## TASK
Find every line containing the word "sign" in the records below; report only how many there are.

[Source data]
---*---

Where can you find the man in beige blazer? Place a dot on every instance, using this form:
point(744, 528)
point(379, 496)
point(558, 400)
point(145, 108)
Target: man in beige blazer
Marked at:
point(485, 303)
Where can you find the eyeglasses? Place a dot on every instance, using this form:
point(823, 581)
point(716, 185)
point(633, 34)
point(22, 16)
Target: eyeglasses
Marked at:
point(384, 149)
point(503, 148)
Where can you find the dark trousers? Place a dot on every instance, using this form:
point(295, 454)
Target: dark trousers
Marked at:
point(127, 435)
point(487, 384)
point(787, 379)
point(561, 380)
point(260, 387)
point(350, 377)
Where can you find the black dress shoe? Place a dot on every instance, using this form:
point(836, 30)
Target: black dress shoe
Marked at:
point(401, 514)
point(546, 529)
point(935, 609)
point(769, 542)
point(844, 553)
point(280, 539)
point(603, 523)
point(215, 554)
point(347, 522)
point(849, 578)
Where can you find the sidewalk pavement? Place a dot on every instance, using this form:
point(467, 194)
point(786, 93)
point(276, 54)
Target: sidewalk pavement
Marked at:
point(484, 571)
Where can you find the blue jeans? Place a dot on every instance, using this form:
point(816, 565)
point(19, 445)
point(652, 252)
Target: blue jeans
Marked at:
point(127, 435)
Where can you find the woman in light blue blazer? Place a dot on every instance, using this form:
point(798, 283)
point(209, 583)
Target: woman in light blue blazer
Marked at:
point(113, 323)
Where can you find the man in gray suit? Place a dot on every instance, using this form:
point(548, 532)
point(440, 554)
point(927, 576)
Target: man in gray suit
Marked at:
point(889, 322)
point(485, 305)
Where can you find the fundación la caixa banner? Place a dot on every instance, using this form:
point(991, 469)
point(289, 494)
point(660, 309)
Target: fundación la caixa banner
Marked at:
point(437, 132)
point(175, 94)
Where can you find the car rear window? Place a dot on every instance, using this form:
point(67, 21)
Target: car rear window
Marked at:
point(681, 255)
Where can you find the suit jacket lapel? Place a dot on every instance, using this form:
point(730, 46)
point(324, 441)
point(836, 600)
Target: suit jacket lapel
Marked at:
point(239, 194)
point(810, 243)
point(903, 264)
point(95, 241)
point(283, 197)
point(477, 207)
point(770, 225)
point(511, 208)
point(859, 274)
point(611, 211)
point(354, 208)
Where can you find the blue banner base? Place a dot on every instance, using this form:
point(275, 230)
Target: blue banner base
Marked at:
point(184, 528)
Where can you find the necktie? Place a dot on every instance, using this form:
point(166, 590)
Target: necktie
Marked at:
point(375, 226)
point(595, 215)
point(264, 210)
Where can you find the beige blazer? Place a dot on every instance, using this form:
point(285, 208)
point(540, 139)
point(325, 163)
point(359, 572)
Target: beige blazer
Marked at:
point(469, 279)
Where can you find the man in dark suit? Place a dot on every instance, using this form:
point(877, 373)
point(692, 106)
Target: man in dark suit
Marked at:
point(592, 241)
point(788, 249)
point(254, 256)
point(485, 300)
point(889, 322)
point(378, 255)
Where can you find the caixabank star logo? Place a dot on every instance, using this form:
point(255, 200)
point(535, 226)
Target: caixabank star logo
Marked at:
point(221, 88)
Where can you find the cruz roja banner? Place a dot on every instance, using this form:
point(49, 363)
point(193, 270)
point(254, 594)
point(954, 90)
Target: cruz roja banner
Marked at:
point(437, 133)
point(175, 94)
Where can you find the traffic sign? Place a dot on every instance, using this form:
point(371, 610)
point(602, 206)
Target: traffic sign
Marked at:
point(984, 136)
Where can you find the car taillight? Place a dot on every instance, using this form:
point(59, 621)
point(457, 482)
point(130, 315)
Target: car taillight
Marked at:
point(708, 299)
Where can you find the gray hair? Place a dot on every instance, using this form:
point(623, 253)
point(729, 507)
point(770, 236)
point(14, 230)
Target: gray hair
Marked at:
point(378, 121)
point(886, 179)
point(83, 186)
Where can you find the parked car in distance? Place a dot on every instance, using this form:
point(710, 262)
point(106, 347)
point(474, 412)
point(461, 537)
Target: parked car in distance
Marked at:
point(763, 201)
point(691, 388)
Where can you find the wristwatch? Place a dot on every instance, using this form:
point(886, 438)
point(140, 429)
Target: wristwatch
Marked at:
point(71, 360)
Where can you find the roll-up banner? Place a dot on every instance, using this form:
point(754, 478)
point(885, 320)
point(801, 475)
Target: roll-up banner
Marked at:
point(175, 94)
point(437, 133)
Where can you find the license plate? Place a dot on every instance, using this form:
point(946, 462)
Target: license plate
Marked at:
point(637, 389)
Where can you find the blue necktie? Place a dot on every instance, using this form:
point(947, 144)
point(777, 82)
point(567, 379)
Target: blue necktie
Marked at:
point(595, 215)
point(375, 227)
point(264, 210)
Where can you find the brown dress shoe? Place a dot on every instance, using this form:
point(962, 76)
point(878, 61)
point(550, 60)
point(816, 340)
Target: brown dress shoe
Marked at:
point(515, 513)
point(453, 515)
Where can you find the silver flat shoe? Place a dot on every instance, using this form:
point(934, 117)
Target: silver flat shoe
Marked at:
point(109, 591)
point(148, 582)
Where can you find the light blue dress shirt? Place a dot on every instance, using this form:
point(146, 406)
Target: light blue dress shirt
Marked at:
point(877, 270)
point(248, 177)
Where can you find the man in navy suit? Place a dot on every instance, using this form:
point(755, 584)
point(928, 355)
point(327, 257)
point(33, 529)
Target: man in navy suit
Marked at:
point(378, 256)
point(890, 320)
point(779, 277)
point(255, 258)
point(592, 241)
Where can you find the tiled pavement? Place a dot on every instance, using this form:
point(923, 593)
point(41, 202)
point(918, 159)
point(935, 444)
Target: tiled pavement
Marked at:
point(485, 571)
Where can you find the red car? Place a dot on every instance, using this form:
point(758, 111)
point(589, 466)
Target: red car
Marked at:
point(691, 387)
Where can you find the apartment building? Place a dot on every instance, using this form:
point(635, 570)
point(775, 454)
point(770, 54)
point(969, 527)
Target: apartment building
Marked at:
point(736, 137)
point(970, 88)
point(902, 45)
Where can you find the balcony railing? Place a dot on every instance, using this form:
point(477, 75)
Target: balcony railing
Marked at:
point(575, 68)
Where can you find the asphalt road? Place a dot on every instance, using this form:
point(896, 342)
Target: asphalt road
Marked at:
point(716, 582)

---*---

## YOUR RESPONSE
2